本文のうち、「こちらは8月16日まで開催さ」を含む箇所から書き始め、「時 間 9時~21時(ただし小ギャラリーは16時30分まで。最終日は16時まで)」まで来たら止めて、その間を一字も変えずに書き写す。

:: 本文 ::
========================
竹橋のものは意外と台座の板の部分が薄タイプです(右の画像)。ところが朝倉彫塑館さん所蔵のものは、板の部分の厚さがこの2倍近くあります(左)。どちらも面の処理の仕方が、「白文鳥」とよく似ており、この台座の制作が後の木彫作品(「蟬」「蓮根」など)を多く作るようになった一つの契機というのがうなずけます。

ちなみに全国各地にある「手」の台座は、高村家所蔵のものを模しています。こちらも光太郎作の台座と推定され、刳型の付いた装飾的な台座です。

図録には、ブロンズをはずした台座のみの写真も載っています。ただし、図録の印刷が間に合わなかったそうで、受付で名簿に住所氏名等を書き、代金を支払って、後ほど郵送していただくシステムになっていました。

こちらは8月16日まで開催されています。ただし、東京国立近代美術館さんの「手」は6月20日までの展示だそうです。


もう1件、展覧会レポートを。というか、まだこのブログではご紹介していませんでしたので紹介も兼ねます

後閑寅雄喜寿チャリティ書画展

開催日 2015年5月27日(水) ~ 5月31日(日)
時 間 9時~21時(ただし小ギャラリーは16時30分まで。最終日は16時まで)
========================
[データセットからの抜粋]
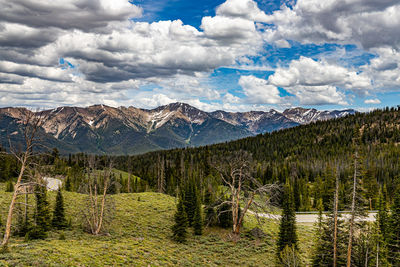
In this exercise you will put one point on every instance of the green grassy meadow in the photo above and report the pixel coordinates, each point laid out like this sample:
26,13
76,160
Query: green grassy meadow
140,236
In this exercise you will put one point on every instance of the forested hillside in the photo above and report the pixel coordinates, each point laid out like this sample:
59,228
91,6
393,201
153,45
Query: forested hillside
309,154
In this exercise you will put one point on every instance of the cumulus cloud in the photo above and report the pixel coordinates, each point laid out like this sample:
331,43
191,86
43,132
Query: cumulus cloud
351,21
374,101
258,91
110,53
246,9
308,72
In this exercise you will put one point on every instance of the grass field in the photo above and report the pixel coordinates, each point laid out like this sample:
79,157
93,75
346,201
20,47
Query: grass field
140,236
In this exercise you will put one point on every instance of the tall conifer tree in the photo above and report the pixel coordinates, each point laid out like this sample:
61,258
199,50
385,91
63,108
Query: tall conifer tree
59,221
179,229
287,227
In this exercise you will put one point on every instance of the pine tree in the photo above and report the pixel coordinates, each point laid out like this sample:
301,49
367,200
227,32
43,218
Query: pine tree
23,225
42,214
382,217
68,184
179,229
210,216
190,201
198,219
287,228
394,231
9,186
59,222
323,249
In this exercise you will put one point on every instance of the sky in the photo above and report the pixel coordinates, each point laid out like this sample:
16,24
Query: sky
========================
:: 正解 ::
こちらは8月16日まで開催されています。ただし、東京国立近代美術館さんの「手」は6月20日までの展示だそうです。


もう1件、展覧会レポートを。というか、まだこのブログではご紹介していませんでしたので紹介も兼ねます

後閑寅雄喜寿チャリティ書画展

開催日 2015年5月27日(水) ~ 5月31日(日)
時 間 9時~21時(ただし小ギャラリーは16時30分まで。最終日は16時まで)